_Your task_
Take the line that contains "Each instance of the gray" and each line after it in the material below, and transcribe them exactly, stopping at the end.

_The input_
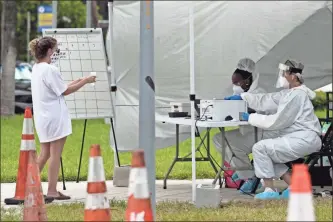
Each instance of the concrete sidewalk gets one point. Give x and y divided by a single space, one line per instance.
177 190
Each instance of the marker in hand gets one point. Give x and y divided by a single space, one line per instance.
92 74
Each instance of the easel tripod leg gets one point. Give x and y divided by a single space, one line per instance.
82 145
62 173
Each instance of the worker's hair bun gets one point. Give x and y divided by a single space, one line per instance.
39 46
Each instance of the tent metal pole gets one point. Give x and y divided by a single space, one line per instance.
147 94
192 99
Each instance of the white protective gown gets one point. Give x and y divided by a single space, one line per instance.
240 140
291 133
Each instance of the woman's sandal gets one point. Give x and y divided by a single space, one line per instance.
61 197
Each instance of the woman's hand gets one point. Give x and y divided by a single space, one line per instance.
90 79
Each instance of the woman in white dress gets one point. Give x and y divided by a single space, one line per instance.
51 116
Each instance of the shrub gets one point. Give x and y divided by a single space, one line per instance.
320 101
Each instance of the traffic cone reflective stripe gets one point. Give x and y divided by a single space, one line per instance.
27 145
138 205
34 205
97 207
300 206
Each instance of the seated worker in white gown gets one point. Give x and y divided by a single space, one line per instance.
244 79
292 132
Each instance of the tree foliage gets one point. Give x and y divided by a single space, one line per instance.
74 10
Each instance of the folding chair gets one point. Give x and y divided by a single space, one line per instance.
312 159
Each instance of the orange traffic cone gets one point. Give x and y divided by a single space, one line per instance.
34 206
97 207
27 145
138 205
300 206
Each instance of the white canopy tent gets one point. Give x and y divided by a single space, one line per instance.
224 31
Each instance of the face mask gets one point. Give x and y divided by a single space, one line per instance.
237 90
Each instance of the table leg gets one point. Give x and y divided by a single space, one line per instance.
175 159
209 156
223 156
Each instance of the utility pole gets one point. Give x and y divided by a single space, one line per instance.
54 14
147 94
88 14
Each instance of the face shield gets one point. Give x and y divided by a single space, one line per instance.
282 82
55 58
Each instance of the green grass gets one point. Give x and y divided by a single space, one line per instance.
173 211
97 133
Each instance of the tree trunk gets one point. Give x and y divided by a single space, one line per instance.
8 49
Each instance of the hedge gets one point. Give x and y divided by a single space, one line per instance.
320 101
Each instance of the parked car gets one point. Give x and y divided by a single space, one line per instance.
23 97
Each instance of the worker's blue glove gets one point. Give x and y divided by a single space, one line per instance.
245 116
233 97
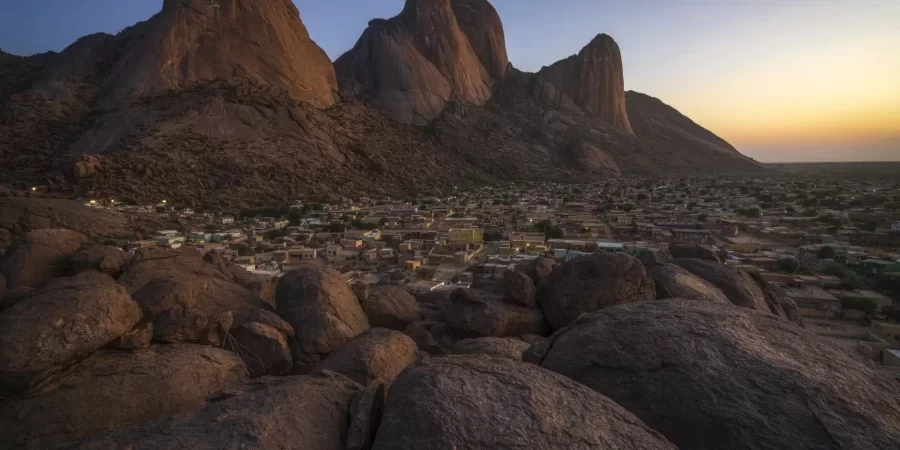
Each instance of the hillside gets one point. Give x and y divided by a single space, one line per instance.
183 107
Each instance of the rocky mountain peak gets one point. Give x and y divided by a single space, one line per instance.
196 41
591 82
432 53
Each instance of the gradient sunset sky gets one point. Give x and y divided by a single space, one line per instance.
782 80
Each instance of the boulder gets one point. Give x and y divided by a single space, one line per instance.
777 300
38 257
113 390
478 314
420 333
673 281
391 307
140 337
365 415
588 283
59 326
304 412
108 260
538 269
693 251
322 309
191 326
271 319
518 289
591 83
263 348
737 285
500 347
376 355
713 376
480 402
161 279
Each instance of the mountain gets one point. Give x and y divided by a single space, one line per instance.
591 82
412 65
235 105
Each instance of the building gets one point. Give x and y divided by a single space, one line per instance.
814 301
466 236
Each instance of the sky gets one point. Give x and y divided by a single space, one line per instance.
782 80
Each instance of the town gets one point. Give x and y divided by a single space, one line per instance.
832 246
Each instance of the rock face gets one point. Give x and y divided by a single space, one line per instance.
378 355
390 307
696 251
479 402
309 412
415 63
589 283
161 280
712 376
500 347
58 326
673 281
262 41
38 257
591 82
740 289
478 314
322 309
113 390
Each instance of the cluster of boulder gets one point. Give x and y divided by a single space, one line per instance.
174 349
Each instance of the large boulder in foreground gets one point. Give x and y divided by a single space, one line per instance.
113 390
38 256
58 326
713 376
323 310
480 402
161 279
378 355
478 314
303 412
672 281
390 307
737 285
695 251
593 282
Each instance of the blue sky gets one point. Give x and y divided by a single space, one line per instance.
781 79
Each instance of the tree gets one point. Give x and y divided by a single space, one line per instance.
789 265
826 252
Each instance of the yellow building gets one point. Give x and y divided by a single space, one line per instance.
466 236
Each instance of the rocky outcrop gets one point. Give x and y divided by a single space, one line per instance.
591 82
414 64
713 376
321 308
696 251
378 355
589 283
739 287
39 256
478 314
480 402
508 348
113 390
58 326
390 307
191 42
309 412
672 281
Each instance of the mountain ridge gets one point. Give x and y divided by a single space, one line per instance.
247 136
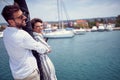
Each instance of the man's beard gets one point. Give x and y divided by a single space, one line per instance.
20 25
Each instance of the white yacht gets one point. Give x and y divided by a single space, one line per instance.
94 29
79 31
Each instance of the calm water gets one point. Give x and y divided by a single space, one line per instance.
93 56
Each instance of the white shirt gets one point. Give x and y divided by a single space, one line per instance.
19 44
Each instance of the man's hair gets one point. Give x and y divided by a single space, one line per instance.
8 11
35 20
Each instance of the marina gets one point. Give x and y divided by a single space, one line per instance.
93 56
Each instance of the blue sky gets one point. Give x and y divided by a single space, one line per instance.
76 9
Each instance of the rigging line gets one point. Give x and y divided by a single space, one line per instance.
65 10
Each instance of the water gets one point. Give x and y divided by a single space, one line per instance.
93 56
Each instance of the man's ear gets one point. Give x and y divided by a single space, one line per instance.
11 22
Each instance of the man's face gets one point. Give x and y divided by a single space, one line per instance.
38 27
19 19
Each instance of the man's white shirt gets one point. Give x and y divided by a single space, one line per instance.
19 44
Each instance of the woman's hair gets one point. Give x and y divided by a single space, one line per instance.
35 20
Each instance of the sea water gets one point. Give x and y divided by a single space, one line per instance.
93 56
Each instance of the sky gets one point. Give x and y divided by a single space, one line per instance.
75 9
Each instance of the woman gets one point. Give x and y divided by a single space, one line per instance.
46 64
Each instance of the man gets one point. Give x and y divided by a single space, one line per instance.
19 44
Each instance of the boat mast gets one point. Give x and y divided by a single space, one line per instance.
58 8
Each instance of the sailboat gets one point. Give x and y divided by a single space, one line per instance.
61 32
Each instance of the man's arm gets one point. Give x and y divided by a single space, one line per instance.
24 8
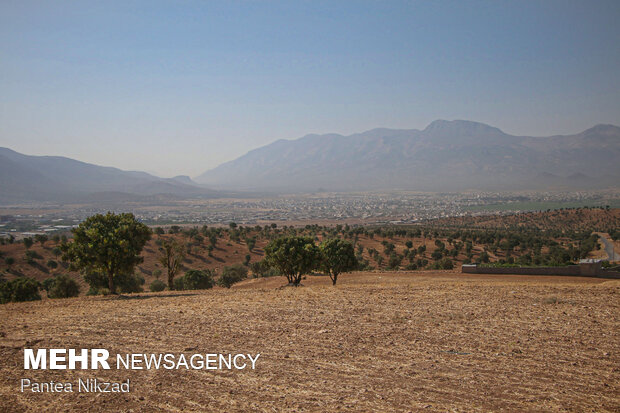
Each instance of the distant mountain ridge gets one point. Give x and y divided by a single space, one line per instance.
55 178
445 156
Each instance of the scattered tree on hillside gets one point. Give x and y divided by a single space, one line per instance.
107 244
171 258
337 257
293 257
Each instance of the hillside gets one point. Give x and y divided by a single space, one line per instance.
404 248
54 178
392 342
446 156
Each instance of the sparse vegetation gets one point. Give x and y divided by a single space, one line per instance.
232 275
108 245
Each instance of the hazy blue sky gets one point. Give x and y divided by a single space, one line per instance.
178 87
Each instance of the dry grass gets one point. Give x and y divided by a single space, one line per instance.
376 342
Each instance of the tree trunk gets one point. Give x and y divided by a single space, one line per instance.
111 285
170 281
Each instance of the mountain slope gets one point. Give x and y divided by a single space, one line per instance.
44 178
447 155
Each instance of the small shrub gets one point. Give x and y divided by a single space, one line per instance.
198 280
157 286
48 283
64 287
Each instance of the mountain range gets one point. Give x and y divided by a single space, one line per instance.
59 179
445 156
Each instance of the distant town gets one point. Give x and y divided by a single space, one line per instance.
19 221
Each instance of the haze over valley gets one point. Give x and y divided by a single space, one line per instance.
445 156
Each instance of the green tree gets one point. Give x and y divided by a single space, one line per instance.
251 243
107 244
171 258
198 280
41 239
231 275
63 287
337 256
293 257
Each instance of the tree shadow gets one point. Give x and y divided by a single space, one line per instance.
144 297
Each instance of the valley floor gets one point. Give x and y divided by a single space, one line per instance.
431 341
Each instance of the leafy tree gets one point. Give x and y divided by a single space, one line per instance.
198 280
57 252
231 275
171 258
437 254
63 287
48 283
107 244
293 257
251 243
41 239
337 256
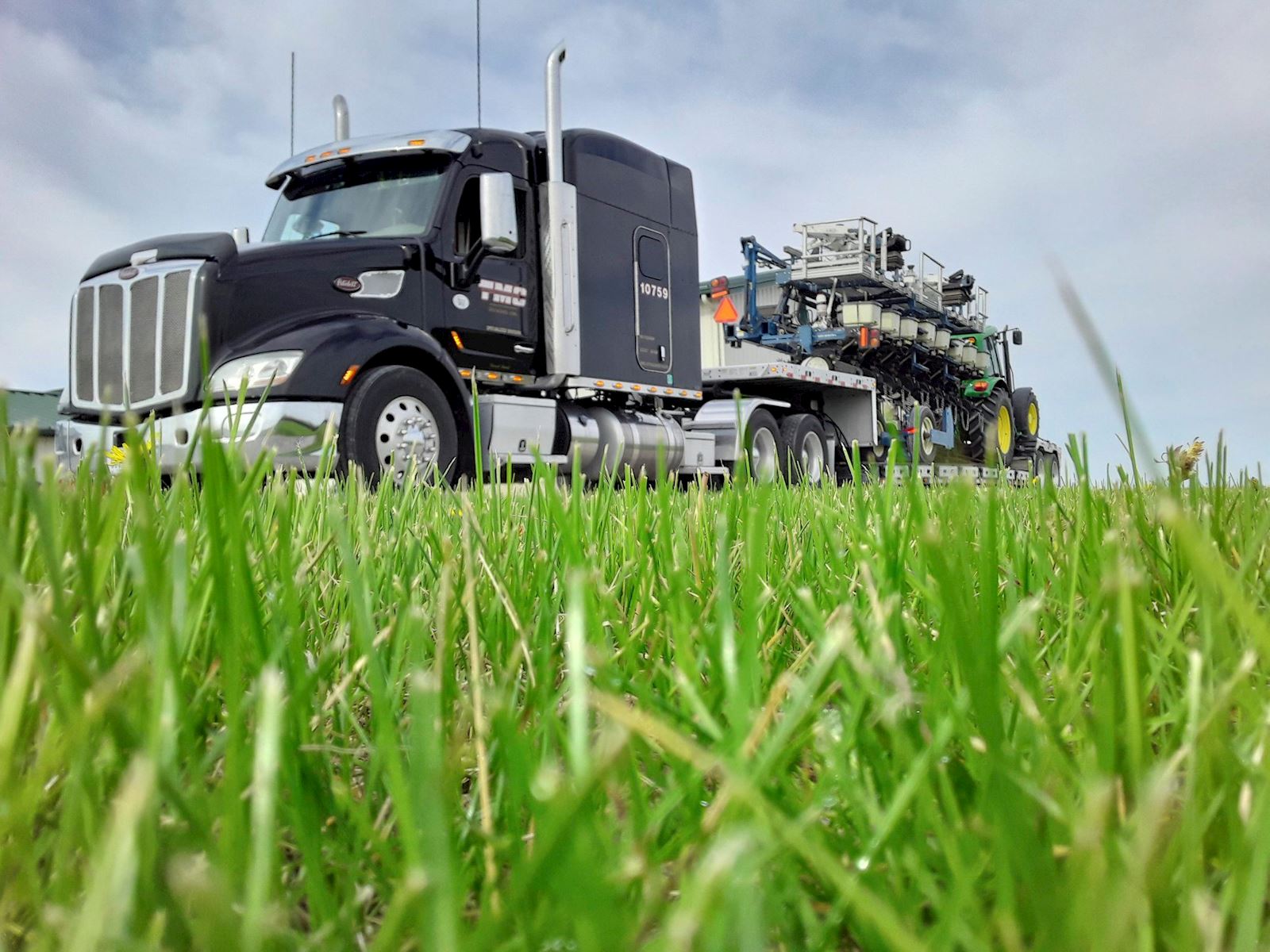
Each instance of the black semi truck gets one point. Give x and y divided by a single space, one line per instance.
552 273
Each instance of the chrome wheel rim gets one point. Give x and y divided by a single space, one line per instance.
926 433
406 438
762 456
812 457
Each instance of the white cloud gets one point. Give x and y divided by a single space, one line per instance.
1124 140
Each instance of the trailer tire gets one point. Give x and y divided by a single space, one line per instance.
765 451
922 438
1026 412
398 423
803 437
994 441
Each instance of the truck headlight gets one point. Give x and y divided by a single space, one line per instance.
256 372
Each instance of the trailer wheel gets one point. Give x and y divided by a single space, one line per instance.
1051 469
922 438
803 437
994 440
764 448
1026 412
398 424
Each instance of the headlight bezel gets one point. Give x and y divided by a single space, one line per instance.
267 370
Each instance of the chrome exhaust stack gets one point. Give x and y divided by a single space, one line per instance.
341 107
559 244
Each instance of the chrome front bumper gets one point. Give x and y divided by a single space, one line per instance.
296 432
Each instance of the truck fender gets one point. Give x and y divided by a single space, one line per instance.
334 346
727 419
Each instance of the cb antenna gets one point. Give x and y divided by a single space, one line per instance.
292 103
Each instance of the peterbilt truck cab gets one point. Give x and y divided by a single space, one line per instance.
394 272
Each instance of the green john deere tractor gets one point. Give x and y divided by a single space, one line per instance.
1003 422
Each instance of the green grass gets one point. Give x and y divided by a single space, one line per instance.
308 717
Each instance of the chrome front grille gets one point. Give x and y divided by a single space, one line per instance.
131 338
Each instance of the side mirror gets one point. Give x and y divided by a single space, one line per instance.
498 232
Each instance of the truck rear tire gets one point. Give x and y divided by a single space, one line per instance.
398 424
994 442
803 437
765 450
1026 412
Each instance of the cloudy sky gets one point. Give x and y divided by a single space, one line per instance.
1128 143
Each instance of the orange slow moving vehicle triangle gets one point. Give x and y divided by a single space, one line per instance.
727 311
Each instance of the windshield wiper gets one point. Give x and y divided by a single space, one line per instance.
340 232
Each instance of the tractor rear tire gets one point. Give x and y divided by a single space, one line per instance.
1026 413
994 441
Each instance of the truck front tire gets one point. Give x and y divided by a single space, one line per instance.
398 424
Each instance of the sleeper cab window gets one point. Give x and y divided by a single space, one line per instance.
652 255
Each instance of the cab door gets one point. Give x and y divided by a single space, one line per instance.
493 314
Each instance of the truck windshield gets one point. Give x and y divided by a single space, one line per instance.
378 198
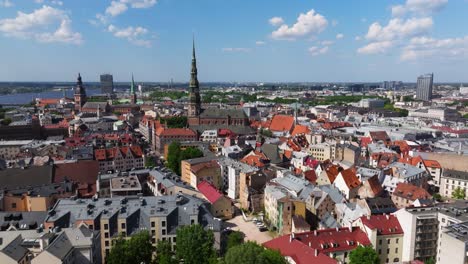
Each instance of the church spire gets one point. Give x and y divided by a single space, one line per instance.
132 86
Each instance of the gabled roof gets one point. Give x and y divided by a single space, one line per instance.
411 192
350 178
209 191
385 224
282 123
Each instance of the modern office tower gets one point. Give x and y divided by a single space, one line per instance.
107 84
424 87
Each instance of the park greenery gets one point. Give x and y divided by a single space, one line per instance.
194 245
137 249
363 255
458 193
175 155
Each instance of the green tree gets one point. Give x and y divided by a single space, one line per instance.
234 239
164 254
458 193
195 245
363 255
252 253
137 249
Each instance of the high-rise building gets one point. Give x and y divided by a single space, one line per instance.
424 87
80 94
107 83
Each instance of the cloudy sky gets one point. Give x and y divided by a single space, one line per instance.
237 40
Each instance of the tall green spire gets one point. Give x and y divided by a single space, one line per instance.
132 86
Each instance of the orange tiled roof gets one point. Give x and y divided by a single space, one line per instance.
350 178
282 123
411 192
300 129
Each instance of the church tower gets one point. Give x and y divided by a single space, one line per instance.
133 98
194 107
80 94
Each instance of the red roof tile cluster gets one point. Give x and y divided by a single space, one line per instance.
305 247
335 125
185 132
451 130
379 136
411 192
204 165
385 224
310 176
350 178
209 191
282 123
111 153
300 129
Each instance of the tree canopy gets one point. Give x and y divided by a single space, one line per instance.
137 249
175 155
252 253
363 255
195 245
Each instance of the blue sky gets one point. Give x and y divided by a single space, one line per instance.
237 40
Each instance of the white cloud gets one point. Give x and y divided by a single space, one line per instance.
425 47
307 24
116 8
236 50
139 3
134 35
376 47
276 21
399 28
327 42
37 25
6 3
422 7
315 50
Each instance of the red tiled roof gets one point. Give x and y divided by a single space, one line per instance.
300 129
282 123
432 164
385 224
379 136
175 132
325 241
350 178
83 171
203 165
411 192
365 141
310 176
209 191
253 160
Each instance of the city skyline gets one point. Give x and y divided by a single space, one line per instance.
49 40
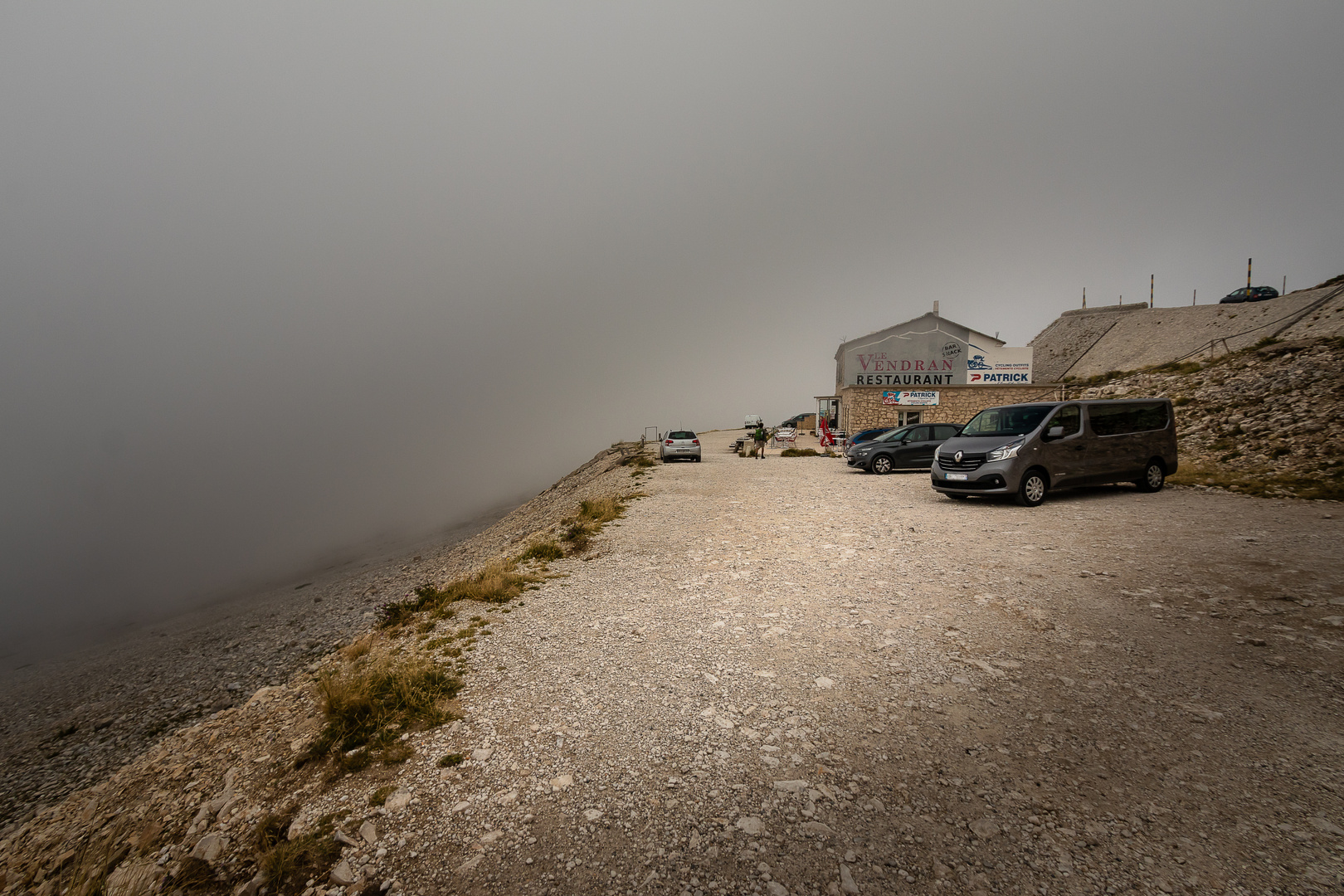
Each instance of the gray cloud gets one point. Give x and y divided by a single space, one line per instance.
280 278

_Reply to the task_
Each instance of the gray cloud gets one point. Give x and y divided by a single space, one line per instance.
280 278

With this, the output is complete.